### INPUT RECORDS
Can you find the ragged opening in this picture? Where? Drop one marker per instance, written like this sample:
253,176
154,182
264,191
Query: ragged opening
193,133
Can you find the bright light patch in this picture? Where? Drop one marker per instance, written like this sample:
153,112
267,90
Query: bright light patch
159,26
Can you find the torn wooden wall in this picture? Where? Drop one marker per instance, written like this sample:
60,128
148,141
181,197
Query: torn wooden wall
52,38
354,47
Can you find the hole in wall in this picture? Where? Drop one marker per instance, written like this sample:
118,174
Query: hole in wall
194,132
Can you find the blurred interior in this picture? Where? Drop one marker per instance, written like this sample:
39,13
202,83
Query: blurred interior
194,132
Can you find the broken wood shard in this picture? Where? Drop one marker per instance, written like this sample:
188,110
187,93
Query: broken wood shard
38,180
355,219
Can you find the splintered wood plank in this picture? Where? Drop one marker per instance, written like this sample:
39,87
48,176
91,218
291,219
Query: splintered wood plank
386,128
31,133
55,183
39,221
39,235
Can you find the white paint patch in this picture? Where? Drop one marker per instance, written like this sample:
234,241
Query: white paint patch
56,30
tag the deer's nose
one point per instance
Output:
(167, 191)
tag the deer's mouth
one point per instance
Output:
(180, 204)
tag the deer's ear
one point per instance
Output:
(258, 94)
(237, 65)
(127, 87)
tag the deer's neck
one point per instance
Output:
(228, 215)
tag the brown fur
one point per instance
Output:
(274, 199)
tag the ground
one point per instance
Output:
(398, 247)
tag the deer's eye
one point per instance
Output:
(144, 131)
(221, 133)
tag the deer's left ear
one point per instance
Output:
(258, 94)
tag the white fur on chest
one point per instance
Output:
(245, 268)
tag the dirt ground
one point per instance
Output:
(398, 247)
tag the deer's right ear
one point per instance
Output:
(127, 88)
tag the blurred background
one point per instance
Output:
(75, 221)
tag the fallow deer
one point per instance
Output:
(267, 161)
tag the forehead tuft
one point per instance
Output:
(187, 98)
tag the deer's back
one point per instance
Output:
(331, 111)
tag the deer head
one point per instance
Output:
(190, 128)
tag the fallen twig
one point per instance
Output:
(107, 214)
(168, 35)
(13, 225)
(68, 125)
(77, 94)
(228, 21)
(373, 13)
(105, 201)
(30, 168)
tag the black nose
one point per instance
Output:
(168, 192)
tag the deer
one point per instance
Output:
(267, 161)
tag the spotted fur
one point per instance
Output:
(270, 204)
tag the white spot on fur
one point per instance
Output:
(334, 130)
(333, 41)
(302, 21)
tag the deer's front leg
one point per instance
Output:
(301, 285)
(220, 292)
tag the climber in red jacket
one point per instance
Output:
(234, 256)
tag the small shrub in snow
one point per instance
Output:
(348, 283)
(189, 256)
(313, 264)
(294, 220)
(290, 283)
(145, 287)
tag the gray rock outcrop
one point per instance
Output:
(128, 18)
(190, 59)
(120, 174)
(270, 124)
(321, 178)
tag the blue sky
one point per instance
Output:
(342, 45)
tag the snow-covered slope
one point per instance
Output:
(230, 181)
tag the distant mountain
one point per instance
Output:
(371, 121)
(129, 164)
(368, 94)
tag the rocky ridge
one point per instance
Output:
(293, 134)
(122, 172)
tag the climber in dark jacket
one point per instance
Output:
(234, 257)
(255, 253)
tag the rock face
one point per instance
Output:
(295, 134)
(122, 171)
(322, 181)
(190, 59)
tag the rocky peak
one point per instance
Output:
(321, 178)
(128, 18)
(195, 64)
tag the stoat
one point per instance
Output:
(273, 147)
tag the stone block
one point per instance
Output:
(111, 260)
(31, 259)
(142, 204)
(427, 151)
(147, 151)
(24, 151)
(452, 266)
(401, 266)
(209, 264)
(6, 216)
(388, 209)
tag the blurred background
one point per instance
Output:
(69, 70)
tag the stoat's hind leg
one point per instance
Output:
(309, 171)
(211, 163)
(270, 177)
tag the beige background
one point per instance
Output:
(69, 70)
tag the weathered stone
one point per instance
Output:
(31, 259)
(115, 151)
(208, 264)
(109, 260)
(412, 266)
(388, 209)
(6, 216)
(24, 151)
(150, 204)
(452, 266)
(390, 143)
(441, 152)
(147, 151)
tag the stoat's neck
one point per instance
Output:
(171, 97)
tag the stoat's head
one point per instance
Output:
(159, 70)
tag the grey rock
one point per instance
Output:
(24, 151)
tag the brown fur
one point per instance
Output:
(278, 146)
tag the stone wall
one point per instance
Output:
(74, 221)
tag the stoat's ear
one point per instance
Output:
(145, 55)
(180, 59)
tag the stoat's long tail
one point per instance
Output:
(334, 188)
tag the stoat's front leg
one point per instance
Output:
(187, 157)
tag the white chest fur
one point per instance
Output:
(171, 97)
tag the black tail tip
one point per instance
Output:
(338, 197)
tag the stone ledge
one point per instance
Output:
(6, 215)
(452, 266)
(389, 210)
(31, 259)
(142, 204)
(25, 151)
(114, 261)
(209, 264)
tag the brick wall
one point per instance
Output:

### DIRECTIONS FOR THIS TASK
Each line above with the word "picture" needs to be copied.

### YOUR SOLUTION
Can you find the ragged opening in this picture? Where? Drop one marker per instance, written like this sample:
Can you find the bright light patch in this picture? Where? Drop one marker per instance, written like this sample:
Can you find the torn wooden wall in this picture? Where? Drop one marker per instance, written like this sample:
Can you find the hole in wall in this picture? Where? Drop one marker per instance, written like this sample:
Can you find the blurred interior in this picture? Where? Drop one marker per instance, written like this sample:
Can you find the broken wood shard in this picture? Where? Drop one marker per instance, written like this sample:
Can you find the splintered wood plank in this picture? Where? Drop one marker per instance, written like this sample:
Can you find the white paint patch in this picture? Where? Drop one marker per instance, written like this sample:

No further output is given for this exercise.